::: Exercise data :::
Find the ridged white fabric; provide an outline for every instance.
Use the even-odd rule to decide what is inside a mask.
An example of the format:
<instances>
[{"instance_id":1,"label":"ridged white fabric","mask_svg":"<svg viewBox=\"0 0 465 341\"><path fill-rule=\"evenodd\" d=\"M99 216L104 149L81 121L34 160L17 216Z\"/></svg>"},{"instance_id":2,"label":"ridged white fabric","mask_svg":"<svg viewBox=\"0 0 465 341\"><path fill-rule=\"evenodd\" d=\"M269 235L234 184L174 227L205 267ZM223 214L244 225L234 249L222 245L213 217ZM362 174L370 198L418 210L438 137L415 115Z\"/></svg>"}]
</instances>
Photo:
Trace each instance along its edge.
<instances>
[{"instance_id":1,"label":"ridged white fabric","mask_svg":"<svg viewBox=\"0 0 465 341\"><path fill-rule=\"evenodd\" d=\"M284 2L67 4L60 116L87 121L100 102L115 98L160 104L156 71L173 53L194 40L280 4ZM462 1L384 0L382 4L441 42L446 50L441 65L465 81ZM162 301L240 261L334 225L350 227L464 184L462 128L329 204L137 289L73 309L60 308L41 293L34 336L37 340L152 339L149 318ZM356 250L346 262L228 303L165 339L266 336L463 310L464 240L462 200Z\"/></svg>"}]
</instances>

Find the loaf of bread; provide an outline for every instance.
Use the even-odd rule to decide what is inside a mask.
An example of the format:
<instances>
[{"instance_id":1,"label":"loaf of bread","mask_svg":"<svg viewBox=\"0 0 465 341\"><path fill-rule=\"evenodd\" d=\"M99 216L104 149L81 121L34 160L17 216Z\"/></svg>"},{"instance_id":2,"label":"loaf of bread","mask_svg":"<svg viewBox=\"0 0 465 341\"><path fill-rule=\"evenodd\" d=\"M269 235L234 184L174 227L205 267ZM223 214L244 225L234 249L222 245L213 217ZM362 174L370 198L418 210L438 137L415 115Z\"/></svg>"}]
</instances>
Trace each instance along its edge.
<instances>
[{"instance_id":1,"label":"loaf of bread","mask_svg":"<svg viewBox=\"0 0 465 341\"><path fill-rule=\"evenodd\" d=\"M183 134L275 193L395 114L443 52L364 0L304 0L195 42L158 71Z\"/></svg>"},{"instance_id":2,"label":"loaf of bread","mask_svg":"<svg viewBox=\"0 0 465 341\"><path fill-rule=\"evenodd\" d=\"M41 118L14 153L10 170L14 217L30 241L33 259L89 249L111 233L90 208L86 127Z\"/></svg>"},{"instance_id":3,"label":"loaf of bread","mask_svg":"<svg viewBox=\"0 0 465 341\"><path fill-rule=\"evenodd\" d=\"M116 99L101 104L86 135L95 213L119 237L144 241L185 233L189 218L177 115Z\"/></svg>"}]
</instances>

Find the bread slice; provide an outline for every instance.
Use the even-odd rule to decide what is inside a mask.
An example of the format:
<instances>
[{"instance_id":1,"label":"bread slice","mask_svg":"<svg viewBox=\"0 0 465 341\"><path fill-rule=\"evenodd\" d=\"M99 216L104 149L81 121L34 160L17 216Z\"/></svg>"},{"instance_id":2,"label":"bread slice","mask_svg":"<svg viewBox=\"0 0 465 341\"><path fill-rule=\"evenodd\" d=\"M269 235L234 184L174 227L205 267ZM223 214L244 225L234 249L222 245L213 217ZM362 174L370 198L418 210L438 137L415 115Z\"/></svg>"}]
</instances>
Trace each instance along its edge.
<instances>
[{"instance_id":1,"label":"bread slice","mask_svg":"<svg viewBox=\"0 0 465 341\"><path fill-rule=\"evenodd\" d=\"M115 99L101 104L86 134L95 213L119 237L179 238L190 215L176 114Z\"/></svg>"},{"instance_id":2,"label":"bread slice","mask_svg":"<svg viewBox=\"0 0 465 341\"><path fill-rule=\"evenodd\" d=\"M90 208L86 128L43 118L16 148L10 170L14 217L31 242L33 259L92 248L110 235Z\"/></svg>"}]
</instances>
:::
::: Exercise data :::
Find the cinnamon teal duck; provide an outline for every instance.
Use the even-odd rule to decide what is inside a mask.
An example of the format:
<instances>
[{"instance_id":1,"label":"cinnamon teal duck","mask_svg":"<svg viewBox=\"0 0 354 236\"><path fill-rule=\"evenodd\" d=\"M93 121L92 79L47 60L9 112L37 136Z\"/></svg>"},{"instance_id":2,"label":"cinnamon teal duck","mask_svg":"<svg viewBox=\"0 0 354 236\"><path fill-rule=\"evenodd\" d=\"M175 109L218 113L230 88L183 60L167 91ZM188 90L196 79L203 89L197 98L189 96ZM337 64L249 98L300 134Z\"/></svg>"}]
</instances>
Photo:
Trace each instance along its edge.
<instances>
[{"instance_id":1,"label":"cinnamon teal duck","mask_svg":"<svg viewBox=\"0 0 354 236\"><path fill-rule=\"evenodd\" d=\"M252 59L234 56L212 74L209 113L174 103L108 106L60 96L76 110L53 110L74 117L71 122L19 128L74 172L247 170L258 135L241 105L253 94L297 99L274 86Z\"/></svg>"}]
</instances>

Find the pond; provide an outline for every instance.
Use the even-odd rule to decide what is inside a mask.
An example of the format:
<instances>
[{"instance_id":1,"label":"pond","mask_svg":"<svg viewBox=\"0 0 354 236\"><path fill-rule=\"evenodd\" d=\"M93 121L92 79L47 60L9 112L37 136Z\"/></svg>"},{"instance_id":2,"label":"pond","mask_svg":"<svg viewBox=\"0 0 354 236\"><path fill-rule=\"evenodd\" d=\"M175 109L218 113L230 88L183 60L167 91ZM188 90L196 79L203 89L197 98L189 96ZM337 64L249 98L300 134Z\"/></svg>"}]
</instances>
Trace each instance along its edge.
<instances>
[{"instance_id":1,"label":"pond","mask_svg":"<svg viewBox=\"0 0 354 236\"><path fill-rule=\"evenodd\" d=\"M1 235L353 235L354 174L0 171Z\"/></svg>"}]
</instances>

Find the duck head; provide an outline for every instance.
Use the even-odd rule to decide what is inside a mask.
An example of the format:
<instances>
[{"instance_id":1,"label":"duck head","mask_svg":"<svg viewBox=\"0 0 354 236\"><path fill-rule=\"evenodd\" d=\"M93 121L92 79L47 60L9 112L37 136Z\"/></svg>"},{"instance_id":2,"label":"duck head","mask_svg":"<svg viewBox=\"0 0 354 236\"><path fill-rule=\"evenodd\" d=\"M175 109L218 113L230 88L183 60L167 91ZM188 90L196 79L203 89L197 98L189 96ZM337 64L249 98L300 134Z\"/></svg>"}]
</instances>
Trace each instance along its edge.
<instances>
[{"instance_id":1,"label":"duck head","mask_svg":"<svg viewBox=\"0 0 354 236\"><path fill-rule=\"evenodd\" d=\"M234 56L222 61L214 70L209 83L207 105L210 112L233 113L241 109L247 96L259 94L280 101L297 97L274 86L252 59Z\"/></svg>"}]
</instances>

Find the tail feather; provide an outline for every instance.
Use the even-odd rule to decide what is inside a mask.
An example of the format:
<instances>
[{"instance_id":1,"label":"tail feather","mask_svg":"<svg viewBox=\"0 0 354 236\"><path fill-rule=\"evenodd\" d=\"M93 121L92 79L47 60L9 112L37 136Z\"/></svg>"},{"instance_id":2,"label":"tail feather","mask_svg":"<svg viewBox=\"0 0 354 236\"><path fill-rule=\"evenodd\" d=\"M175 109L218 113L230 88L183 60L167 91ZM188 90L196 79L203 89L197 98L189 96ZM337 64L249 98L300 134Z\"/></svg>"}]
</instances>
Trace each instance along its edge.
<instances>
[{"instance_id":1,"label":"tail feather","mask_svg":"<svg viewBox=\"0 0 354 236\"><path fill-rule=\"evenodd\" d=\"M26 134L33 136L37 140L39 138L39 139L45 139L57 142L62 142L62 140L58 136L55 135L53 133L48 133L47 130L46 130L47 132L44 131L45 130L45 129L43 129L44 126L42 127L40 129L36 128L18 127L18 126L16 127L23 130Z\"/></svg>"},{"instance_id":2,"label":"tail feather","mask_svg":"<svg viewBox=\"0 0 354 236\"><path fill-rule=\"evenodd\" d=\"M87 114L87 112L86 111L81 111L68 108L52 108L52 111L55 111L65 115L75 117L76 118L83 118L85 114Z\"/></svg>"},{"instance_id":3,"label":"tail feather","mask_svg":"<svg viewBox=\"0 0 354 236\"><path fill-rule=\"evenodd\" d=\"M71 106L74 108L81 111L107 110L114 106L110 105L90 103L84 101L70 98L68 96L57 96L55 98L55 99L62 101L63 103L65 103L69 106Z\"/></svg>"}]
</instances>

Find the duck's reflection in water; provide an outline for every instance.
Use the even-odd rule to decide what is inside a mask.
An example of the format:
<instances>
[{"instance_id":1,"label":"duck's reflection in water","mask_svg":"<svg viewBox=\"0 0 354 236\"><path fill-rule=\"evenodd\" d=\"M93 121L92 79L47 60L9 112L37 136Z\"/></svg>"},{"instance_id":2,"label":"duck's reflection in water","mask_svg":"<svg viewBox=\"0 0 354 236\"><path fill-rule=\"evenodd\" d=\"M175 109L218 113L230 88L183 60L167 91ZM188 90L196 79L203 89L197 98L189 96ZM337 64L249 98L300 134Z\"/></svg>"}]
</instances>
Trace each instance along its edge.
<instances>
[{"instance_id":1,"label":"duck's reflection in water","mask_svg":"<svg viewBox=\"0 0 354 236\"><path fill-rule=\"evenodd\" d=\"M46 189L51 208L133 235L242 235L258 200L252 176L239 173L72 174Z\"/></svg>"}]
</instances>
:::
::: Exercise data :::
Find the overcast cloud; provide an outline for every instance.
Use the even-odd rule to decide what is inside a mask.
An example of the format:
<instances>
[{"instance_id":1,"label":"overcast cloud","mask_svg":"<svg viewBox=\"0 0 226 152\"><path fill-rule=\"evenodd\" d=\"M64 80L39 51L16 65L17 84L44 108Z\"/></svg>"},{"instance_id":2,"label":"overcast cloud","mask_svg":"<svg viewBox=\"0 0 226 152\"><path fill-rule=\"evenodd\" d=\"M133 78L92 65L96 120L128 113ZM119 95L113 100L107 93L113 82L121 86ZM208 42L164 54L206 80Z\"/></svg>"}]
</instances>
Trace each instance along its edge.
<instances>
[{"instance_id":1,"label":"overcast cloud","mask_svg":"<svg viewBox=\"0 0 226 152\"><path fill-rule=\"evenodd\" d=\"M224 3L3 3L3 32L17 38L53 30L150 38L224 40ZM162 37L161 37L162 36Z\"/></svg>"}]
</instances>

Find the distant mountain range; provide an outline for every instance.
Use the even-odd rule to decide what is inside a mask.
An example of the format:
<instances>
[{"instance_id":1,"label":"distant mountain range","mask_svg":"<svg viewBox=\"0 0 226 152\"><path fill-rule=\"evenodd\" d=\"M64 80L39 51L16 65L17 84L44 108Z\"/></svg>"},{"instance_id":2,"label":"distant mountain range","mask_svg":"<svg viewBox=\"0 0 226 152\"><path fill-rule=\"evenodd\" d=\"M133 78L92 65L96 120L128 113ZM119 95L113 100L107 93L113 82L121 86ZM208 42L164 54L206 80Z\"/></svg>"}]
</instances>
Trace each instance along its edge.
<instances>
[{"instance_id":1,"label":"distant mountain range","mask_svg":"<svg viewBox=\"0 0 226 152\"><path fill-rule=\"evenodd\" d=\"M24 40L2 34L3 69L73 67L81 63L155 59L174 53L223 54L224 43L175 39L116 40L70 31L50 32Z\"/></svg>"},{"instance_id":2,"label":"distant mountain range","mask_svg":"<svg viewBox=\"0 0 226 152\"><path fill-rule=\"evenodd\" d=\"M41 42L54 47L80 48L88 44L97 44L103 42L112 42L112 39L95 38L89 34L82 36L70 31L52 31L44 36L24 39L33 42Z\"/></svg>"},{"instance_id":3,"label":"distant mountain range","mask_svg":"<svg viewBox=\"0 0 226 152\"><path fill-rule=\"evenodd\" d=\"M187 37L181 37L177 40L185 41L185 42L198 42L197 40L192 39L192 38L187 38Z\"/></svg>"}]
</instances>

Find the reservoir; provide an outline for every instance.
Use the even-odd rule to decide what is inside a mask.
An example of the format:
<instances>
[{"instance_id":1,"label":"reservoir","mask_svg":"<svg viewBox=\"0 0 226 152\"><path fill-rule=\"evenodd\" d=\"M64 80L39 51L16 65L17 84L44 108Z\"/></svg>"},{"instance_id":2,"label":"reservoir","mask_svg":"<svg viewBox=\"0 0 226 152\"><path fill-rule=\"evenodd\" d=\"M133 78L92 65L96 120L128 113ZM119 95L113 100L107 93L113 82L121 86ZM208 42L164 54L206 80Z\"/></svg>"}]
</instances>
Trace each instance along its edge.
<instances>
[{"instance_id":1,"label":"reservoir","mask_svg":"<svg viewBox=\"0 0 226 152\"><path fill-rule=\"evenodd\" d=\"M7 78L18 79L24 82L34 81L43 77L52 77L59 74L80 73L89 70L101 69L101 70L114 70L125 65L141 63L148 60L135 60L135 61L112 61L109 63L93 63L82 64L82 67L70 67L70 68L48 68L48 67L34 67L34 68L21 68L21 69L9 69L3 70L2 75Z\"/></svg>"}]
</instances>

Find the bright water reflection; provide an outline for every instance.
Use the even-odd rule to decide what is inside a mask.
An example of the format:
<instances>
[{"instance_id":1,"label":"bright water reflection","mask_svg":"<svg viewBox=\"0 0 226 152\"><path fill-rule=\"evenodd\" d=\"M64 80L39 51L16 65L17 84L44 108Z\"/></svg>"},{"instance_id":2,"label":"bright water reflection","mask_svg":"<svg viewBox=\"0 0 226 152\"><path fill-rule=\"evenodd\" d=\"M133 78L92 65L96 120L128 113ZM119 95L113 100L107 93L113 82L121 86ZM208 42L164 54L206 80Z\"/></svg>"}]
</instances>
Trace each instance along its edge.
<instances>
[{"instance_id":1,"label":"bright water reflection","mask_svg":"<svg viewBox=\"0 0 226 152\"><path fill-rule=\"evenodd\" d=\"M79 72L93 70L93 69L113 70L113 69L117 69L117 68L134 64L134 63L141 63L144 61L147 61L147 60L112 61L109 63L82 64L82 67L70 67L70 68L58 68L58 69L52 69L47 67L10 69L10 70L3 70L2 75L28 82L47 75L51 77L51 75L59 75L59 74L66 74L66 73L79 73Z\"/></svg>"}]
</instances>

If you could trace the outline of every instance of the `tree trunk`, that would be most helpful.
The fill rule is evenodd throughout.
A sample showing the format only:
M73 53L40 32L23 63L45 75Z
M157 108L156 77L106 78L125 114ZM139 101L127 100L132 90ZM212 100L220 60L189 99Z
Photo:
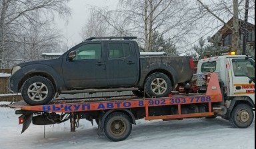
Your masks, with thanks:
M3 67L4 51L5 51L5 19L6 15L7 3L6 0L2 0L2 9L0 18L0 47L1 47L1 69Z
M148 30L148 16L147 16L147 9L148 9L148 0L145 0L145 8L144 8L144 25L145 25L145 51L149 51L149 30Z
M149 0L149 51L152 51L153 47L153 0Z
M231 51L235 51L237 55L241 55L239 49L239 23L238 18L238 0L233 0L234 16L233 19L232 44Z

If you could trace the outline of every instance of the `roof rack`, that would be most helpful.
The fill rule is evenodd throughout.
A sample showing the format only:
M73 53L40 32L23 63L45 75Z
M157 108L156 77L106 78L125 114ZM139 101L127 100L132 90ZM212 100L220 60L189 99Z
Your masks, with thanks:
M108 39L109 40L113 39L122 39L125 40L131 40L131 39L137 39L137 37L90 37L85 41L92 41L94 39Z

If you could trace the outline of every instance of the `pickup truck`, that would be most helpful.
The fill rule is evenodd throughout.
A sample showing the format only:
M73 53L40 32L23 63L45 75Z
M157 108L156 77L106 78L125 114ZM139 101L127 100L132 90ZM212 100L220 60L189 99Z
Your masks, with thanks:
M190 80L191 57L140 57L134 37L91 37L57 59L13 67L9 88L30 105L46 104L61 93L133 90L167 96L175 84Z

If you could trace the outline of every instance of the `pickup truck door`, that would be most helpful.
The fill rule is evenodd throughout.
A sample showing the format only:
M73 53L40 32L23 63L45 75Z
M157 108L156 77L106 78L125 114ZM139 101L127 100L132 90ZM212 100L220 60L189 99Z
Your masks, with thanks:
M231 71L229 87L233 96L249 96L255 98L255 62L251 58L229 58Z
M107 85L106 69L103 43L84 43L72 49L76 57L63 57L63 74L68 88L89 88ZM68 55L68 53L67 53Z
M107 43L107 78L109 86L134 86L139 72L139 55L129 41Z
:::
**Aim**:
Pick out every line in the items above that contains the word "loaf", and copy each of those lines.

**Answer to the exercise**:
Find the loaf of bread; provide an outline for every instance.
[{"instance_id":1,"label":"loaf of bread","mask_svg":"<svg viewBox=\"0 0 465 341\"><path fill-rule=\"evenodd\" d=\"M99 216L104 149L81 121L34 160L17 216Z\"/></svg>"},{"instance_id":2,"label":"loaf of bread","mask_svg":"<svg viewBox=\"0 0 465 341\"><path fill-rule=\"evenodd\" d=\"M269 235L234 184L174 227L205 267ZM223 214L244 225L234 249L222 245L213 217ZM362 174L370 198L418 210L438 137L415 115Z\"/></svg>"}]
[{"instance_id":1,"label":"loaf of bread","mask_svg":"<svg viewBox=\"0 0 465 341\"><path fill-rule=\"evenodd\" d=\"M183 134L275 193L395 114L443 52L364 0L304 0L195 42L158 71Z\"/></svg>"},{"instance_id":2,"label":"loaf of bread","mask_svg":"<svg viewBox=\"0 0 465 341\"><path fill-rule=\"evenodd\" d=\"M41 118L14 153L10 170L14 217L30 241L33 259L89 249L111 233L90 208L86 127Z\"/></svg>"},{"instance_id":3,"label":"loaf of bread","mask_svg":"<svg viewBox=\"0 0 465 341\"><path fill-rule=\"evenodd\" d=\"M116 99L101 104L86 135L95 213L119 237L144 241L185 233L189 218L177 115Z\"/></svg>"}]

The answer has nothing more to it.